■ **What you will do**
Continue the passage below on asking questions at college, beginning after its final sentence.

■ **Text block**
════════════════

As you go off to college you will be blessed with meeting all kinds of people. I know you won’t be afraid of getting to know them, and I’m excited for the opportunity that awaits you. What I do encourage is that you be unafraid of asking questions and of being asked questions.
Your fellow students and the faculty(!) are there to learn and so are you, and you will not learn all you can unless you question everything and everyone. Others will not receive the full benefit of your friendship and/or your presence at the university if out of fear you refuse to ask and be asked tough questions.
Do not be afraid to ask, Why? Why do you do that? Why do you think like that? Why do you choose to live that way?
Do not be afraid to question those in authority! In the famous words used by Ronald Reagan, “Trust but verify.”
Trust that your professors know something of what they’re talking about. Trust that they’re interested in the subject enough to have studied it. But remember, they’re human beings, prone to unwitting blindness as well as willful distortions of the truth. Check it out for yourself. Follow the Renaissance dictum, “Back to the sources!”

════════════════

■ **Provided data**
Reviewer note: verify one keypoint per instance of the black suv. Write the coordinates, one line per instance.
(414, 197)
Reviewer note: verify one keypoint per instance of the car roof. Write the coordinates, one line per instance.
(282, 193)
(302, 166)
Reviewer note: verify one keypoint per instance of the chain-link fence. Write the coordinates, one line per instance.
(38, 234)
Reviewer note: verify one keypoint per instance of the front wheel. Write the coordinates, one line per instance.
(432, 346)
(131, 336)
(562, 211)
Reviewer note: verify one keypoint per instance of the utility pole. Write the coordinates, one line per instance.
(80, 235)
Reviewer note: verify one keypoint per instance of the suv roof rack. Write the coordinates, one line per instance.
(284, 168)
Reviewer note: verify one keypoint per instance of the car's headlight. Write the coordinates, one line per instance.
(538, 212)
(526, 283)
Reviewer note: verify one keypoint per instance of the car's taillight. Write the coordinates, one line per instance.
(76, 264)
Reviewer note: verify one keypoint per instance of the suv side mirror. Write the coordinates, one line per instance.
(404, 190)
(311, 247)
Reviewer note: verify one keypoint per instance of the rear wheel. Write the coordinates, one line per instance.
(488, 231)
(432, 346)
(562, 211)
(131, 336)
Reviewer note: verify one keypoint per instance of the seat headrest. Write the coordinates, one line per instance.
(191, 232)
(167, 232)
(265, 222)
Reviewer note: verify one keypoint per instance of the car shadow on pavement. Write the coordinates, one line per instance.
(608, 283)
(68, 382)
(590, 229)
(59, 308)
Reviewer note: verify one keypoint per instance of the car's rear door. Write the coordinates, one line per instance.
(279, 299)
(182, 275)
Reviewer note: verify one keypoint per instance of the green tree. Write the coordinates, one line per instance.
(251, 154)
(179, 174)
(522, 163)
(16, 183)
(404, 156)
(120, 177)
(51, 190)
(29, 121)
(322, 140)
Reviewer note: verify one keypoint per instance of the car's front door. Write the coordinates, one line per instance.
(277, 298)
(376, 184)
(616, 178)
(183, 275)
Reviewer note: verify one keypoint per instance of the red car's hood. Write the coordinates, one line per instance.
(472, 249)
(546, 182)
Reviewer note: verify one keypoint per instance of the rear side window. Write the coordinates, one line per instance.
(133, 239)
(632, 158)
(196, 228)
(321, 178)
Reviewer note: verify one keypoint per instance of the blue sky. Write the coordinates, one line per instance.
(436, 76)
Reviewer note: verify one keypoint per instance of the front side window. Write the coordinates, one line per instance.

════════════════

■ **Result of the exercise**
Question yourself, and let yourself be questioned! Don’t blindly trust yourself, verify! Remember you too are human, prone to unwitting blindness and willful distortions of the truth.
Be not afraid of those who criticize views they don’t understand! If someone can’t say in their own words the reasons why someone would hold an opposing view you know they have not sought to understand, and you should ignore completely whatever criticisms they bring against that view. I don’t care how distinguished a person they may be. They may be the faculty head of a department! Who cares! Be not afraid!
Finally, be not afraid if your questions lead you to more fully affirm your faith. I’ve known the faith you’ve had as a child, and the questions you’ve had as a teenager. Be not afraid of your questions leading you to real answers! As you know, I’m convinced that much of what passes as intellectual doubt about faith is really fear, fear of it all being true and believing that if it is true it means a diminished life.
The assumption (usually unexamined and unacknowledged) is that if there’s a personal-infinite God who has spoken so as to be known life will be less fun, less exciting. The origin of sin is to believe that fullness of life (including fun and excitement) is to be found in determining life for ourselves apart from God (the point of Genesis 1-3).
Don’t be afraid of believing the promise of Christ, “I have come that they may have life, and have it to the full” (John 10:10 NIV), and then making the leap into his arms.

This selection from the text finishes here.